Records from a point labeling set
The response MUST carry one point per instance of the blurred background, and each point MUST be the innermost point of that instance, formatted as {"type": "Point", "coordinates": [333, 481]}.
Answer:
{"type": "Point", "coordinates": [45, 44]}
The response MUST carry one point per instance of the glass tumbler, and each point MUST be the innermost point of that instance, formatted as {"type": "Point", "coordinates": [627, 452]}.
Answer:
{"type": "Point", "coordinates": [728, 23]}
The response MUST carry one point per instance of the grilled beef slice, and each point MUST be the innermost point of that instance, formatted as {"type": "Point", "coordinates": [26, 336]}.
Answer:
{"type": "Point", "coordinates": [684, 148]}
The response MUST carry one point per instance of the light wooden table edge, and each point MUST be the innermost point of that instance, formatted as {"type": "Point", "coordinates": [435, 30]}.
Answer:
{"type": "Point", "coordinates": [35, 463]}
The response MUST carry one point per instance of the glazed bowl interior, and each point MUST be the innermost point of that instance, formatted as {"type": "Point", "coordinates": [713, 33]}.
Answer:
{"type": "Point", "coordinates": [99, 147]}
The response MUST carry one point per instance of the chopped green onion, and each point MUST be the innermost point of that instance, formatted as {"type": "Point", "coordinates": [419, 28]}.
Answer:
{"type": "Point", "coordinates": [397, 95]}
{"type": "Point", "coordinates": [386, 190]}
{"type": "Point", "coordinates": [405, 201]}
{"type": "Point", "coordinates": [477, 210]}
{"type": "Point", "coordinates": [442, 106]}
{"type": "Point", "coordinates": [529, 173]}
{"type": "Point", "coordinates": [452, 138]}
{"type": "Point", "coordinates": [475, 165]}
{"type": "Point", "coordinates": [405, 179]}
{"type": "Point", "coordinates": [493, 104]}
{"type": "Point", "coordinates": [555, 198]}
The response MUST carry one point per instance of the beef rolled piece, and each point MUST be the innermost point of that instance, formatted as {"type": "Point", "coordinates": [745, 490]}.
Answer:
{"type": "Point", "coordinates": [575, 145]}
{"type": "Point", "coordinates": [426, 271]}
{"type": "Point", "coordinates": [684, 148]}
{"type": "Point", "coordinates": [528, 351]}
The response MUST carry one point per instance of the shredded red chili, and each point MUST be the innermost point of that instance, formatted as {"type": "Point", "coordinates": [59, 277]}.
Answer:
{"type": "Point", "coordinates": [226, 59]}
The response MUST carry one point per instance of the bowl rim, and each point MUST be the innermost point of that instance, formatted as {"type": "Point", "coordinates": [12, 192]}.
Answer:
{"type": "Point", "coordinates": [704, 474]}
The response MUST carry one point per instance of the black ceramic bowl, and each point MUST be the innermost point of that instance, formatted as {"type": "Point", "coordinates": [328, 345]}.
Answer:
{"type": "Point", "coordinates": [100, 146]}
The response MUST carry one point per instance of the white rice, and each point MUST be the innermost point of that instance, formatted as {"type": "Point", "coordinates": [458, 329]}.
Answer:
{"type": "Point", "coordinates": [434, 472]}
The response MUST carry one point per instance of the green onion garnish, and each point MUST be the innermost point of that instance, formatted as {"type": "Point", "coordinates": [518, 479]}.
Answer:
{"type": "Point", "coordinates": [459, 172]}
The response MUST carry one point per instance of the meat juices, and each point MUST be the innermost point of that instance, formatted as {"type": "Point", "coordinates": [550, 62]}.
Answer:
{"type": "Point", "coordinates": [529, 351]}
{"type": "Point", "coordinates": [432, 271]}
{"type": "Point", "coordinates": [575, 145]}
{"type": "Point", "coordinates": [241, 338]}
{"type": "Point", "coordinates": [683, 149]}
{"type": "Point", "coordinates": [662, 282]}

Given request:
Everything from the line containing "The response MUST carry one point per instance of the meat" through the final line of the listing, inclusive, must be reproduced exactly; leave out the rest.

Output for this exercise:
The response MUST carry one point per instance of the meat juices, and each point MUST be the innermost point of that instance, formatted as {"type": "Point", "coordinates": [550, 62]}.
Answer:
{"type": "Point", "coordinates": [529, 351]}
{"type": "Point", "coordinates": [432, 271]}
{"type": "Point", "coordinates": [575, 145]}
{"type": "Point", "coordinates": [241, 338]}
{"type": "Point", "coordinates": [683, 149]}
{"type": "Point", "coordinates": [662, 282]}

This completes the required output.